# Written task 1
Repeat the passage on Singapore's financial pillars word for word, from "The second pillar" to "digital-first financial hub.".
# Written task 2
Pick up the passage on Singapore's financial pillars after its final sentence and continue writing it.

# Source text
● ● ● ● ●
The second pillar involves digitalising Singapore's financial infrastructure. MAS will promote the development of digital platforms for improved efficiency in bond issuance, listing, settlement, and funds settlement. A digital platform to connect small and medium-sized enterprises (SMEs) across growth regions is also planned, facilitating trade discovery and enabling easier access to trade financing for participating SMEs. These infrastructure investments aim to reduce transactional friction and enhance Singapore's competitiveness as a digital-first financial hub.

Catalysing Net-Zero Transition and Shaping Future Financial Networks

The third pillar positions Singapore to catalyse Asia's net-zero transition. MAS is working with multilateral development banks, blended finance networks, and philanthropic organisations to explore solutions where concessionary or catalytic capital can reduce risk for private sector players and make climate-related projects more bankable. This approach targets the persistent financing gap for decarbonisation projects in emerging Asian markets by blending public and private capital to de-risk investments that would otherwise remain unviable.
● ● ● ● ●
# Dataset excerpt

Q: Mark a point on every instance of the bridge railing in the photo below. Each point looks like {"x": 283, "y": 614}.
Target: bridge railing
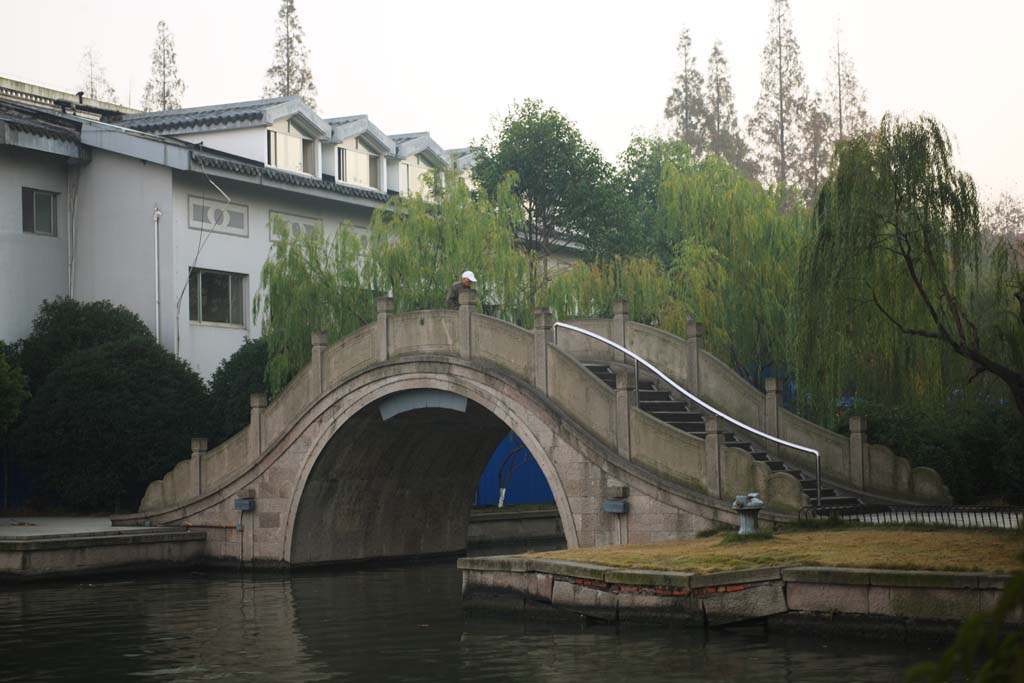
{"x": 639, "y": 360}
● ● ● ● ●
# Final result 1
The second pillar involves digitalising Singapore's financial infrastructure. MAS will promote the development of digital platforms for improved efficiency in bond issuance, listing, settlement, and funds settlement. A digital platform to connect small and medium-sized enterprises (SMEs) across growth regions is also planned, facilitating trade discovery and enabling easier access to trade financing for participating SMEs. These infrastructure investments aim to reduce transactional friction and enhance Singapore's competitiveness as a digital-first financial hub.

# Final result 2
The fourth pillar focuses on shaping the future of financial networks by connecting global markets and supporting Asia's development. A core element is building Singapore as a global digital assets hub—with explicit emphasis on responsible innovation rather than cryptocurrency speculation. As former MAS Managing Director Ravi Menon stated, the regulator's position is "yes to digital asset innovation, no to cryptocurrency speculation." This distinction positions Singapore to capture value from distributed ledger technology and tokenisation while avoiding the volatility and regulatory risks associated with speculative crypto trading. The strategy underscores the intent to serve as Asia's premier financial connectivity node.

Workforce Development and the S$400 Million Commitment

The fifth pillar addresses workforce development through a substantial funding commitment. MAS is dedicating S$400 million in grant funding from its Financial Sector Development Fund to talent development over the five-year period from 2021 to 2025. This funding covers three priority areas: training support for finance professionals at different career stages, development of specialist talent in sustainability and technology fields, and leadership programmes that provide international exposure and networks to help emerging leaders succeed. The overarching goal is to develop a skilled and adaptable local workforce complemented by high-quality global talent, addressing the acute talent shortages noted across Singapore's fintech sector, which hosts over 1,000 companies.

Outlook

The ITM 2025 targets set a measurable roadmap for Singapore's financial sector; actual performance against these targets will be assessed at the end of the five-year period, with the sector's role as a net-zero catalyst and digital hub likely to shape post-2025 strategies. The combination of asset-class deepening, infrastructure digitalisation, green finance leadership, and workforce investment represents a coherent strategy to maintain Singapore's position as Asia's leading international financial centre amidst intensifying competition from Hong Kong and emerging hubs.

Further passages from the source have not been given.